Text to read:
Screenshot of GoCD’s agent management interface. (lara is the host name of the agent here.)

First Contact with GoCD’s XML Configuration

There are two ways to configure your GoCD server: through the web interface and through a configuration file in XML. You can also edit the XML config through the web interface.7

While the web interface is a good way to explore GoCD’s capabilities, it quickly becomes annoying to use, due to too much clicking. Using an editor with good XML support gets things done much faster, and it lends itself better to compact explanation, so that’s the route I’m taking here. You can also use both approaches on the same GoCD server instance.

In the Admin menu, the Config XML item lets you see and edit the server config. Listing 9-1 is what a pristine XML configuration looks like, with one agent already registered.
<?xml version="1.0" encoding="utf-8"?>
<cruise
    xmlns:xsi="http://www.w3.org/2001/XMLSchema-instance"
    xsi:noNamespaceSchemaLocation="cruise-config.xsd"
    schemaVersion="77">
<server artifactsdir="artifacts"
        commandRepositoryLocation="default"
        serverId="b2ce4653-b333-4b74-8ee6-8670be479df9">
</server>
<agents>
    <agent hostname="lara" ipaddress="192.168.2.43"
        uuid="19e70088-927f-49cc-980f-2b1002048e09" />
</agents>
</cruise>
Listing 9-1

Baseline GoCD XML Configuration, with One Agent Registered

The serverId and the data of the agent will differ in your installation, even if you followed the same steps.

Request 1: Name every XML element that appears in Listing 9-1 of the GoCD configuration text.
The rows have no connection to the GoCD configuration text; each is separate material.

Raw data:
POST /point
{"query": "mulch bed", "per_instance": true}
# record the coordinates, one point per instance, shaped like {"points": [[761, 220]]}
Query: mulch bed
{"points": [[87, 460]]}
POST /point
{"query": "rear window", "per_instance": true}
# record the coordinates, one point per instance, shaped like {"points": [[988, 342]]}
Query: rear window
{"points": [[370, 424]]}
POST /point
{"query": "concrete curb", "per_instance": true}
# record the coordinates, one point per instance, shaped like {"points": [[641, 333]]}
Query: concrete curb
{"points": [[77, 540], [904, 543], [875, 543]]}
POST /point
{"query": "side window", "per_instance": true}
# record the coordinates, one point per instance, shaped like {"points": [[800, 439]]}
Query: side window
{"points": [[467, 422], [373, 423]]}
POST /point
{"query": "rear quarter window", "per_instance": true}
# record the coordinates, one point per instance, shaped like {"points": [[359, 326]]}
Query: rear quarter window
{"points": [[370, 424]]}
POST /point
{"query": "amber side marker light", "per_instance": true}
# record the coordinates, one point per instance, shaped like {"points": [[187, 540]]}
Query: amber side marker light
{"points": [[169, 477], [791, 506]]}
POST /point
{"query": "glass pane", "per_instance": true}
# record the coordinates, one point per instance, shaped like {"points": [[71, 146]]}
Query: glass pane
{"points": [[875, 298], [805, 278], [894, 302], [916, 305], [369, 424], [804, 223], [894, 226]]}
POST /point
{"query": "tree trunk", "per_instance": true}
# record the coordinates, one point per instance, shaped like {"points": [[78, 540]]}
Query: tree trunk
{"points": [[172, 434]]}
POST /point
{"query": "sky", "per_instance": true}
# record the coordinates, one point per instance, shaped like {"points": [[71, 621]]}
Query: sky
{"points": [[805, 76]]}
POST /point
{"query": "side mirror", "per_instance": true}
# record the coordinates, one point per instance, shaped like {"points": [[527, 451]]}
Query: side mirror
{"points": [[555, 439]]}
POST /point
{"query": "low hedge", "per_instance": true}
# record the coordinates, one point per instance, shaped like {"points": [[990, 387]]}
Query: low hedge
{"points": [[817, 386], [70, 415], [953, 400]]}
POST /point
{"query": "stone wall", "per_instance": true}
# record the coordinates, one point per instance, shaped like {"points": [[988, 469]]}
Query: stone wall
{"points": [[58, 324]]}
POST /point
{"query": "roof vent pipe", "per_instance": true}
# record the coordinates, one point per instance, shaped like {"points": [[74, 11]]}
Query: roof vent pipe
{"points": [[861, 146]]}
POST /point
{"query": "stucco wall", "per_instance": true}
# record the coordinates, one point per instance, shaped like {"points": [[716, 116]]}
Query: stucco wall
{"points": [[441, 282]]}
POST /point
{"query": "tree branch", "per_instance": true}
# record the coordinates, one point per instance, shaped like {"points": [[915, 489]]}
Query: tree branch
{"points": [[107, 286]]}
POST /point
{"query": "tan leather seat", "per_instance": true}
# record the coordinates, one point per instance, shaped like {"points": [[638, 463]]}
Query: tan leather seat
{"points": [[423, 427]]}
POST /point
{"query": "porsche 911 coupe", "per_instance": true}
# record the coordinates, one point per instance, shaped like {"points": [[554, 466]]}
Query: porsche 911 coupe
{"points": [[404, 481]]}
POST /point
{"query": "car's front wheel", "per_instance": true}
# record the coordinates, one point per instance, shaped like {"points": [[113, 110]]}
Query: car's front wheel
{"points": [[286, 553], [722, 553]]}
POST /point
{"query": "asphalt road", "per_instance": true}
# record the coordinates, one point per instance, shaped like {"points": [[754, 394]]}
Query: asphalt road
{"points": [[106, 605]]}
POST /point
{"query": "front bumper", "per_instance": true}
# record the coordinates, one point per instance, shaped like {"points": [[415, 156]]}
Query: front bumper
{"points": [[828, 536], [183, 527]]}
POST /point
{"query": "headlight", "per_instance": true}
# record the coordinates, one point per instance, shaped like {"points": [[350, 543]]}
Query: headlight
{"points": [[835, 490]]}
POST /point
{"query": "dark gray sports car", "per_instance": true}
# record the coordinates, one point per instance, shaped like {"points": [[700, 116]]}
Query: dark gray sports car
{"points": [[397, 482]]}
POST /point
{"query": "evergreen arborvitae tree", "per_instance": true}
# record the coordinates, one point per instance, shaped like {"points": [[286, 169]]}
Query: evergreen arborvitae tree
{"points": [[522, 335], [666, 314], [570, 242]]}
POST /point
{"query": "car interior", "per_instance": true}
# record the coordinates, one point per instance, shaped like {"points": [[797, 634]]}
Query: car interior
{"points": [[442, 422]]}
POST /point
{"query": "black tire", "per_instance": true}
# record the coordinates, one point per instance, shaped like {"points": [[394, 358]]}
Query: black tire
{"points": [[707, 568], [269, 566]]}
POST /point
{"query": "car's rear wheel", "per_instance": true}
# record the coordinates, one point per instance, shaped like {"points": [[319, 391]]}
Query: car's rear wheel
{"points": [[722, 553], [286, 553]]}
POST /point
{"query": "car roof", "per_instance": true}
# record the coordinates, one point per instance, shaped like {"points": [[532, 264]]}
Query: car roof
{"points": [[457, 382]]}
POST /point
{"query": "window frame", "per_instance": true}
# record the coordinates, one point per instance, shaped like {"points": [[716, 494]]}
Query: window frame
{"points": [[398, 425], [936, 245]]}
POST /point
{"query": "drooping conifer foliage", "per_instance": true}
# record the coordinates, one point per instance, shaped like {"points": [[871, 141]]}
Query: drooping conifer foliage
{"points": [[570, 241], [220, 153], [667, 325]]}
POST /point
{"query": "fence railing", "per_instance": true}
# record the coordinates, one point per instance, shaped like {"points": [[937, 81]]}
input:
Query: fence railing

Request 2: Show each line of the rows that contains the string "leather".

Complete response 1: cruise, server, agents, agent

Complete response 2:
{"query": "tan leather seat", "per_instance": true}
Query: tan leather seat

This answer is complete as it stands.